(RECORD EXTRACTS)
+---+

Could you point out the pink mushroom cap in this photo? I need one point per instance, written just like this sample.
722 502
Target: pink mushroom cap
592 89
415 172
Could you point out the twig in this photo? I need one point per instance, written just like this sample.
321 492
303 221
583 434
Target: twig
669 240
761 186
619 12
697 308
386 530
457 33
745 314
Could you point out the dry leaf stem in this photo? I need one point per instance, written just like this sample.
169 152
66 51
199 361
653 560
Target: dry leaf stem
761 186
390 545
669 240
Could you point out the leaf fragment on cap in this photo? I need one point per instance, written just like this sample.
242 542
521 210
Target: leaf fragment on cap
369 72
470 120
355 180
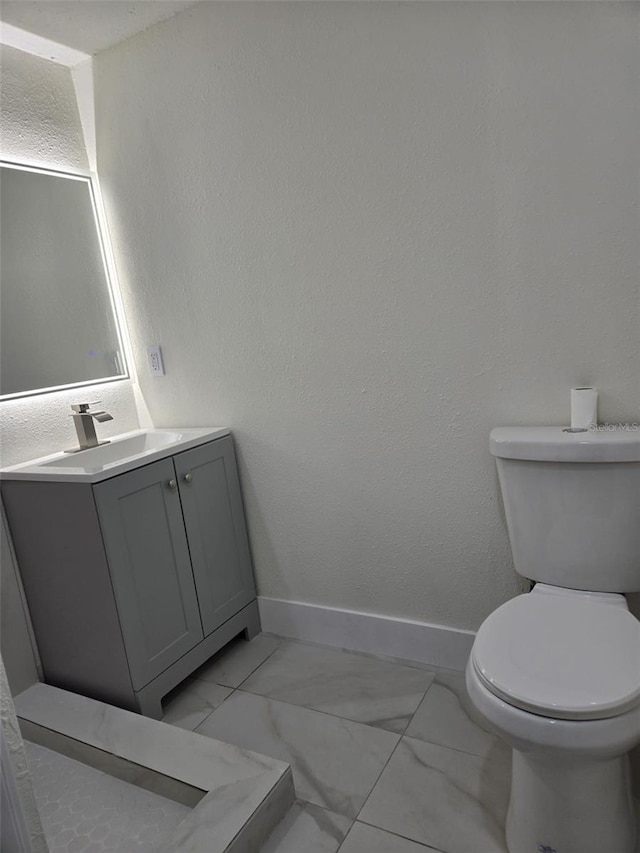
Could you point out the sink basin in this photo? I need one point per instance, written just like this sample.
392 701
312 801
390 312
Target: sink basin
123 453
119 449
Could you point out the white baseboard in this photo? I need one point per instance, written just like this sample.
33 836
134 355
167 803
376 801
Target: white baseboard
367 632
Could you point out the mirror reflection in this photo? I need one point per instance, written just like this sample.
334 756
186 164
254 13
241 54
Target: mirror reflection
57 323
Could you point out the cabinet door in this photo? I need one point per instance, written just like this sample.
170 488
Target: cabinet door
148 556
216 530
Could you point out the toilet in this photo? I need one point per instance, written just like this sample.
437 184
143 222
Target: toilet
555 672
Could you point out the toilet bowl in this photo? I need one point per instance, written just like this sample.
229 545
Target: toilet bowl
555 673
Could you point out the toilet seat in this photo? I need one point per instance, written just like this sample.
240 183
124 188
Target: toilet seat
566 656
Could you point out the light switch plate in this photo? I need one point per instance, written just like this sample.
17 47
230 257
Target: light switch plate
155 361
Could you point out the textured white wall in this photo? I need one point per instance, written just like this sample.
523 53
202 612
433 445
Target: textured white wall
40 120
363 235
40 124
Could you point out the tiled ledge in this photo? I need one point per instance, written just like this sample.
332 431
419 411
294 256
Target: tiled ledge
243 795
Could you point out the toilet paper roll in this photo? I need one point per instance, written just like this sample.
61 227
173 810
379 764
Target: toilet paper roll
584 408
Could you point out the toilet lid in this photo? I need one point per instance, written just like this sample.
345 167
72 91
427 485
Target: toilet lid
559 656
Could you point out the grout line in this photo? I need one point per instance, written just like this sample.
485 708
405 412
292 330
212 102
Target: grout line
317 711
398 835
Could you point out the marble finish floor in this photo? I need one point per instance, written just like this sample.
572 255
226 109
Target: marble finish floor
385 755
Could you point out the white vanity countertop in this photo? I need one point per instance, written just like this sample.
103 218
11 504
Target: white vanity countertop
121 454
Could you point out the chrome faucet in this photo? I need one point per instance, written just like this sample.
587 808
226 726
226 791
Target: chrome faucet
85 428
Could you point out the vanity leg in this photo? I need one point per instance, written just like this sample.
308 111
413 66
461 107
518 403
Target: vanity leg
253 622
150 705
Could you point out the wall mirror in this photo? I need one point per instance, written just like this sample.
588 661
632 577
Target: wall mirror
58 324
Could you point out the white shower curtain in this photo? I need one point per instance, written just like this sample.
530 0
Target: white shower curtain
20 825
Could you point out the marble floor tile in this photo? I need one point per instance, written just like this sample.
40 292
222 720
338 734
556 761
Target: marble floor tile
356 687
443 798
310 829
237 660
192 702
368 839
444 717
335 762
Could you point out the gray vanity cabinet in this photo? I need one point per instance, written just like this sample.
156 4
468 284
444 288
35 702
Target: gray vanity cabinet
214 520
136 580
146 545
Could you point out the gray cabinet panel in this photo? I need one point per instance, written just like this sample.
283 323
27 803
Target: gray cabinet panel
148 556
214 520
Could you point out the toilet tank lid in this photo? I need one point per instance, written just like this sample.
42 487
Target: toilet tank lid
619 443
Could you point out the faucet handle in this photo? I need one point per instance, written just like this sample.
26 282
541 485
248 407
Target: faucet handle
82 408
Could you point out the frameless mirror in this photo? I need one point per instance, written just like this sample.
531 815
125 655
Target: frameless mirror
58 326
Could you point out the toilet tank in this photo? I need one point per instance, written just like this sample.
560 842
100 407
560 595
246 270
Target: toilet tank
572 502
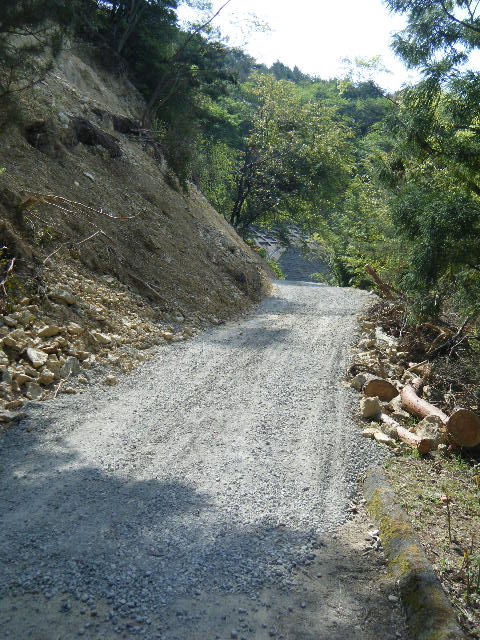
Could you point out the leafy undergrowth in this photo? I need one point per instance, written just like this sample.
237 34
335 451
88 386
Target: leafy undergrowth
441 491
421 486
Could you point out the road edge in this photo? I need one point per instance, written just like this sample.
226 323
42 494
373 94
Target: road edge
430 616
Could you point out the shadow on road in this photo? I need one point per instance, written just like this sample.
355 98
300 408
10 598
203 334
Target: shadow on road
89 552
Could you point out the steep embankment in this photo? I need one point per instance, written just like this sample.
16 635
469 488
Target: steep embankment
144 261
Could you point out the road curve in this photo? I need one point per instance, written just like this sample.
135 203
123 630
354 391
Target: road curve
191 500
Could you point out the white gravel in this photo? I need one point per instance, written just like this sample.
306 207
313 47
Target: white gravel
213 469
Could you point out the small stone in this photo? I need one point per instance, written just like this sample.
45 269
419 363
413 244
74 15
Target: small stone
370 407
46 377
111 380
34 391
382 438
358 381
10 416
14 404
17 340
70 390
48 331
37 358
63 295
10 321
74 329
432 428
370 432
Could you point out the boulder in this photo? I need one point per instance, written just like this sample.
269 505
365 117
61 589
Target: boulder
75 329
370 407
63 295
10 320
433 428
101 338
48 331
395 406
70 368
358 381
17 340
366 343
10 416
111 380
22 378
34 391
382 438
370 432
46 377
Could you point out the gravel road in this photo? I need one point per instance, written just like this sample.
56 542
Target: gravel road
201 497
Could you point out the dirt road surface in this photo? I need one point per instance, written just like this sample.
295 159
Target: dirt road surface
204 497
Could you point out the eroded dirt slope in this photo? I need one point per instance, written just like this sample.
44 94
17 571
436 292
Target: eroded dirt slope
87 204
203 496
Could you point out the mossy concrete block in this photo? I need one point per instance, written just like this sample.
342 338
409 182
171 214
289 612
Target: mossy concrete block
430 615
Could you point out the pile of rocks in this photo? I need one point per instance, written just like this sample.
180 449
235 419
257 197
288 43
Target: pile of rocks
48 344
379 371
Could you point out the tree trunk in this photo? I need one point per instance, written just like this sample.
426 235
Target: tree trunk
463 425
423 445
417 406
383 389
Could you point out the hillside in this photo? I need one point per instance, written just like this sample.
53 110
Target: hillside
109 251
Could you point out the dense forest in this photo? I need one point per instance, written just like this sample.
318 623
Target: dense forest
392 181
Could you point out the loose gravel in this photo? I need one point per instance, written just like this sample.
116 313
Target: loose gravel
211 473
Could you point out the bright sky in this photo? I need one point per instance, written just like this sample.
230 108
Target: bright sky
316 35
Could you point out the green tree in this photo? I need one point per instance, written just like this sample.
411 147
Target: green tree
296 160
29 40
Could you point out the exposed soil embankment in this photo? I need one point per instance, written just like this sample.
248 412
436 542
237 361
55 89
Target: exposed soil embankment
87 205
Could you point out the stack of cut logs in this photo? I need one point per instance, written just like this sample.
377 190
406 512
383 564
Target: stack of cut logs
392 393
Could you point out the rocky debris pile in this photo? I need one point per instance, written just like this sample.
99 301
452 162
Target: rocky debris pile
391 400
51 344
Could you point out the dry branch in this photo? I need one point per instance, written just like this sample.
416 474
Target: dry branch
388 291
463 425
423 445
379 387
7 275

+---+

(TASK TO COMPLETE)
Set down only these lines, exactly: the line containing "Could you point out the bright" and each line after it, through the end of the listing.

(SOLUTION BELOW)
Could you point out the bright sky in this photo? I need one point per instance, written just like this sample.
230 108
Target: bright sky
316 35
Could you point out the green tree in this photo? I need one point per instance, written just like this sample.
411 147
Target: green tree
296 160
29 40
Could you point out the exposed soil embankment in this photo? I need one point per instance, written just like this sample.
248 412
436 542
237 361
55 89
Target: exposed soil embankment
87 205
Could you point out the stack of cut logs in this photo? I need one point per instance, written just like this sample.
377 190
406 512
383 564
Target: stack of cut logs
392 393
Could you point out the rocky debris pile in this photo? I need one point per instance, written just like this sample.
99 301
452 162
Target: rocky debris pile
391 400
51 344
Could you point out the dry branch in this photo? I need one point per instance, written just like this sample.
416 474
Target: dry branch
388 291
463 425
423 445
379 387
7 275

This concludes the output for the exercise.